*TASK INSTRUCTIONS:*
In the records below, find the line containing "Task: Find the blonde"; copy exactly that line and all lines after it to the end, and nothing else.

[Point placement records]

::::

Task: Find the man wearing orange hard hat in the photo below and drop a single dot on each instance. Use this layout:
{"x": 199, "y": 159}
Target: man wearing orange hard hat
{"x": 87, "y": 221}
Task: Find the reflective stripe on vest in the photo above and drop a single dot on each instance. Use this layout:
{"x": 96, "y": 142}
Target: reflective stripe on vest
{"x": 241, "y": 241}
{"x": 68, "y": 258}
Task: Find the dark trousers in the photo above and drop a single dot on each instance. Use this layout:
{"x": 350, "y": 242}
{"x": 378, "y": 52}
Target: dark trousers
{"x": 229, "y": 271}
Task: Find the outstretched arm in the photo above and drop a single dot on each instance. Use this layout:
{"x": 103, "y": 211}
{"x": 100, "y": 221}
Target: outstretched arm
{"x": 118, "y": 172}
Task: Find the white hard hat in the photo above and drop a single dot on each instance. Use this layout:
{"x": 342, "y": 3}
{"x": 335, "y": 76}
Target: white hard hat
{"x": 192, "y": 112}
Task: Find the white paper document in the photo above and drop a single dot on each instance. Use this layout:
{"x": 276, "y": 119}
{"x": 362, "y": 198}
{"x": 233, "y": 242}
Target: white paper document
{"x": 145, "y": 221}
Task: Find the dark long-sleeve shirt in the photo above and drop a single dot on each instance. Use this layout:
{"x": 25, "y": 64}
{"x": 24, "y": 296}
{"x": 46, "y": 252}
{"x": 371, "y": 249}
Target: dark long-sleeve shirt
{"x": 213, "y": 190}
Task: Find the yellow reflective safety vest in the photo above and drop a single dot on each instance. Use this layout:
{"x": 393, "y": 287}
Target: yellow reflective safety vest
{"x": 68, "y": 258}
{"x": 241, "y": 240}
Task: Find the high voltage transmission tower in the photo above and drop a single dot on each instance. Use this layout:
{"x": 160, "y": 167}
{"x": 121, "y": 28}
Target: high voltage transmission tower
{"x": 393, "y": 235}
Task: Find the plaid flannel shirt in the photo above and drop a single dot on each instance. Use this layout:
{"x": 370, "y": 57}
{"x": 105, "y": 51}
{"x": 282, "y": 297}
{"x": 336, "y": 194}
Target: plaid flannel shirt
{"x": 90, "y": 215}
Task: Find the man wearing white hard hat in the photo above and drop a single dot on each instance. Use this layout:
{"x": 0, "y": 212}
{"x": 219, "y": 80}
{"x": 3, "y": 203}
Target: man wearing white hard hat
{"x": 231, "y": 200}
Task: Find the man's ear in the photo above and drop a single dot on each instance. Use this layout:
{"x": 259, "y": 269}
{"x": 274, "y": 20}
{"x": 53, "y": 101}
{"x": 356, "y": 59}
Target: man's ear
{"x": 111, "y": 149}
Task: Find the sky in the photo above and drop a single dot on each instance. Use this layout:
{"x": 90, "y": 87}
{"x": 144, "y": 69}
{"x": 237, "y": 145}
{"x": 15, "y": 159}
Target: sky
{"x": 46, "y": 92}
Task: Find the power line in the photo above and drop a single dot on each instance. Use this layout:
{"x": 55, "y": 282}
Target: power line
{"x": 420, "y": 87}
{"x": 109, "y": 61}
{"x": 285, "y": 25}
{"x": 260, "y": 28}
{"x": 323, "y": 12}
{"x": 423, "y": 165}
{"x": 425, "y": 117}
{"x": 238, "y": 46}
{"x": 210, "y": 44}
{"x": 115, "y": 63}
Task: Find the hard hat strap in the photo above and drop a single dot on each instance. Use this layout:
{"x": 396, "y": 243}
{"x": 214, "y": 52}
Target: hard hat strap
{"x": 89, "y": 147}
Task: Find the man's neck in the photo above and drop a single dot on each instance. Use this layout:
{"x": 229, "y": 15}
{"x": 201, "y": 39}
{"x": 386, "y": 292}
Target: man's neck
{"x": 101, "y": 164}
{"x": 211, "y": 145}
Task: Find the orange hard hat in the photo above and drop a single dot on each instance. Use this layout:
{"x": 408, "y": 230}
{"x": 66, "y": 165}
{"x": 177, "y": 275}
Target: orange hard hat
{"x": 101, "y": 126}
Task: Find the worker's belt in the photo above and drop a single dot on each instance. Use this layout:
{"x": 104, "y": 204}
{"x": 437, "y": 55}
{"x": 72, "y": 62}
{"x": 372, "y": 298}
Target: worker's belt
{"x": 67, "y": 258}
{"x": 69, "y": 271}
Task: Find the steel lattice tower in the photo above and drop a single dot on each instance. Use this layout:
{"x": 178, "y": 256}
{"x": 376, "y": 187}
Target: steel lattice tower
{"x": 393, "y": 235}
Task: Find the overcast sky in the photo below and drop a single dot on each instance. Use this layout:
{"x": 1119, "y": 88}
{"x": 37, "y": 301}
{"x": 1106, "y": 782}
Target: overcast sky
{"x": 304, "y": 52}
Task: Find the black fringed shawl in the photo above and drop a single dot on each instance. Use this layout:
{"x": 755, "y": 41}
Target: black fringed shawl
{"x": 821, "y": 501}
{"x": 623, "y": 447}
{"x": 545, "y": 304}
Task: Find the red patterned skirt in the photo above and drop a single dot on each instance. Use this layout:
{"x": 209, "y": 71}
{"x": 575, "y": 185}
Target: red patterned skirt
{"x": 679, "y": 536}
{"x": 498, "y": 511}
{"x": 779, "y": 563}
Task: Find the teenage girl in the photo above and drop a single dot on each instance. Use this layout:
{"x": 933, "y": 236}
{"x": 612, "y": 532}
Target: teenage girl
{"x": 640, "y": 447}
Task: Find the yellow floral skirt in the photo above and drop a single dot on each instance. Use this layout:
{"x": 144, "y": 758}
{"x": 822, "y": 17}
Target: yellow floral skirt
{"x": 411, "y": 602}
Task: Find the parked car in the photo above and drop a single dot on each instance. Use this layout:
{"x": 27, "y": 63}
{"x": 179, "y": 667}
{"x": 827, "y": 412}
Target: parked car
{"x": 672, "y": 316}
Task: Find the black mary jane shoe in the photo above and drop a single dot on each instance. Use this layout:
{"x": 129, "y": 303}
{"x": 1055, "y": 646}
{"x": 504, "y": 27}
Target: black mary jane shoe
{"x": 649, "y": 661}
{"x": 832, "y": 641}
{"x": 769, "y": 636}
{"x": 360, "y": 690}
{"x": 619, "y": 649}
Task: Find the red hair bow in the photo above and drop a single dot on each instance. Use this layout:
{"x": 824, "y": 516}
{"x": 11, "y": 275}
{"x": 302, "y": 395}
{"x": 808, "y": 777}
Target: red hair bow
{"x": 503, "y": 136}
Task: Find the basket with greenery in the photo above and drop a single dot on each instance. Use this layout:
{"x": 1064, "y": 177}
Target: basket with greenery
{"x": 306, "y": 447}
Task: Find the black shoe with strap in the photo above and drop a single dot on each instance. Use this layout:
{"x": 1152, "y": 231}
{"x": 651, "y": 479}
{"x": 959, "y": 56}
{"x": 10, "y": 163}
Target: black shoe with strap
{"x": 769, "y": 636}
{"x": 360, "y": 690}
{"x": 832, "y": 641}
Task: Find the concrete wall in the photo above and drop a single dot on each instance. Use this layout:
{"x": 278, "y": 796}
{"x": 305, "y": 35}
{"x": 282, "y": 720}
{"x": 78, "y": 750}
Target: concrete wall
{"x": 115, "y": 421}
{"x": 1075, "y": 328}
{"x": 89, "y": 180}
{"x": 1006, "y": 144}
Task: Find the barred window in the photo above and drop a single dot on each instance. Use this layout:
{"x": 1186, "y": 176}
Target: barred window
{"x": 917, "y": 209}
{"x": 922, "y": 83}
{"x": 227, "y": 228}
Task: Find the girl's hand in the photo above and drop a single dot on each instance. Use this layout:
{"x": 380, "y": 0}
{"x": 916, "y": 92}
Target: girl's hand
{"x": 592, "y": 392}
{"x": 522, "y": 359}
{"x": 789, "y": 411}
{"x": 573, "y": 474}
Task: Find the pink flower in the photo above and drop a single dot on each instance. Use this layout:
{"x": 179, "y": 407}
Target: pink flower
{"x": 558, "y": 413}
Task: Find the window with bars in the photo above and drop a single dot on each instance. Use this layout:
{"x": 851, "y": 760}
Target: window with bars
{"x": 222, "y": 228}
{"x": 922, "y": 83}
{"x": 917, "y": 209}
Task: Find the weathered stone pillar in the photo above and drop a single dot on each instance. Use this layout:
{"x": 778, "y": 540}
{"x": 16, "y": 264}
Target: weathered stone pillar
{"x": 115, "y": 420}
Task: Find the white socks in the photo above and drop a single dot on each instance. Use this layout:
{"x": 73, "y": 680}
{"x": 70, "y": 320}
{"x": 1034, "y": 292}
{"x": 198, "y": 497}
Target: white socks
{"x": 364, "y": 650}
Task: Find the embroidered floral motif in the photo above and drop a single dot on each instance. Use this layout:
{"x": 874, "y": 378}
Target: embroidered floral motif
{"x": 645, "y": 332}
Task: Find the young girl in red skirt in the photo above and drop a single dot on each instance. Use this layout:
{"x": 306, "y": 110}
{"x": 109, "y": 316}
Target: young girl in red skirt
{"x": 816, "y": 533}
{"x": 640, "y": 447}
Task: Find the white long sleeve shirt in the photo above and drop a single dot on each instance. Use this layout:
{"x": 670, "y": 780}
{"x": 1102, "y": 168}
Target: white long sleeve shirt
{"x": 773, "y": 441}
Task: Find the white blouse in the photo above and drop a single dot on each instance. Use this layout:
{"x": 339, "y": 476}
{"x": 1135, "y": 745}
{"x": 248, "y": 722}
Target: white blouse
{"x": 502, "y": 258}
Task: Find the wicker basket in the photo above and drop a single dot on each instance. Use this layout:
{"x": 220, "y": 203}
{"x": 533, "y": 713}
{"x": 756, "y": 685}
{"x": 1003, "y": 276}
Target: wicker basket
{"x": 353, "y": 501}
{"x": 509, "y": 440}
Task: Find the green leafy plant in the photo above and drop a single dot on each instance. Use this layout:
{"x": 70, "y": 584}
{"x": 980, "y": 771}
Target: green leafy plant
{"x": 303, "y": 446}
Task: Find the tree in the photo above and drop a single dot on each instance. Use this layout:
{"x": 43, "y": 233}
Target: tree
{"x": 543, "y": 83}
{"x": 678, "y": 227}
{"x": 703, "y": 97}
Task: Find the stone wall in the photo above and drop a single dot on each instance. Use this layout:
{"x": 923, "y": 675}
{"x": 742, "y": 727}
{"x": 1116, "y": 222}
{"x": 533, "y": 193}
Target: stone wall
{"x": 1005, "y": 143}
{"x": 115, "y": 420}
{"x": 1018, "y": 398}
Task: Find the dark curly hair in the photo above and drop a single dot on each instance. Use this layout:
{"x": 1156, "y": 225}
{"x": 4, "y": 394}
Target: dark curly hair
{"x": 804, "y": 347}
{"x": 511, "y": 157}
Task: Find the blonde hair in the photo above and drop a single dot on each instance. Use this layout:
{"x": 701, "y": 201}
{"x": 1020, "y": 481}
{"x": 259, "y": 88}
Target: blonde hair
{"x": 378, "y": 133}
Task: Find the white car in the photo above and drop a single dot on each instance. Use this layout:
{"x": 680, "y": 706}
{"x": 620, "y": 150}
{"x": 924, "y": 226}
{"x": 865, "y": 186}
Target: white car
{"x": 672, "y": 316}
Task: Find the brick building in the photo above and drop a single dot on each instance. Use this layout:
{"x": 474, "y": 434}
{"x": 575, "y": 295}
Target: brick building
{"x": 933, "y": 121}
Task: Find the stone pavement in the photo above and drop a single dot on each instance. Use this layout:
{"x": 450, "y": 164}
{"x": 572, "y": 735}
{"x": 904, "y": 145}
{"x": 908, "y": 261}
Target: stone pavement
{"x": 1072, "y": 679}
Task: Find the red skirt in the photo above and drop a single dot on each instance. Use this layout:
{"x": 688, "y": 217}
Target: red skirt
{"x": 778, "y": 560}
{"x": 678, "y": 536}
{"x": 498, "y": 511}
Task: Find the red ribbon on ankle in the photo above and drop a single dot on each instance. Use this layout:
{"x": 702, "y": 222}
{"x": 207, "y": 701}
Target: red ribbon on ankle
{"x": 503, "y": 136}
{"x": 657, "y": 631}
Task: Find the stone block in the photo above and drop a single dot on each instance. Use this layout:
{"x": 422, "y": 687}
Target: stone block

::::

*COMPLETE ANSWER:*
Task: Find the blonde hair in the photo above and drop a single dot on each instance. Use this layout:
{"x": 701, "y": 201}
{"x": 1020, "y": 481}
{"x": 259, "y": 88}
Target: blonde hair
{"x": 378, "y": 133}
Task: Find the white car in the photo above and drop a single dot on each instance. Use this layout:
{"x": 680, "y": 706}
{"x": 620, "y": 150}
{"x": 924, "y": 226}
{"x": 865, "y": 186}
Target: white car
{"x": 672, "y": 316}
Task: Find the brick building in the photo above and drop a single dot on each instance. Use this layout:
{"x": 474, "y": 434}
{"x": 575, "y": 295}
Target: brick building
{"x": 933, "y": 121}
Task: Find the stone pavement in the photo above and drop a single dot on each instance. Use this layout:
{"x": 450, "y": 164}
{"x": 572, "y": 735}
{"x": 904, "y": 145}
{"x": 908, "y": 261}
Target: stone pavement
{"x": 1072, "y": 679}
Task: Find the red skirt in the photo above and drop a single dot on each instance. Use this layout:
{"x": 688, "y": 217}
Target: red skirt
{"x": 778, "y": 560}
{"x": 678, "y": 536}
{"x": 498, "y": 511}
Task: Find the red ribbon on ankle in the photo above and drop a single dot on each instance. Use this layout:
{"x": 702, "y": 222}
{"x": 207, "y": 701}
Target: red ribbon on ankle
{"x": 503, "y": 136}
{"x": 657, "y": 631}
Task: Find the stone block in the photo above and drop a single dot on each instance. Use this layout:
{"x": 422, "y": 687}
Target: stone block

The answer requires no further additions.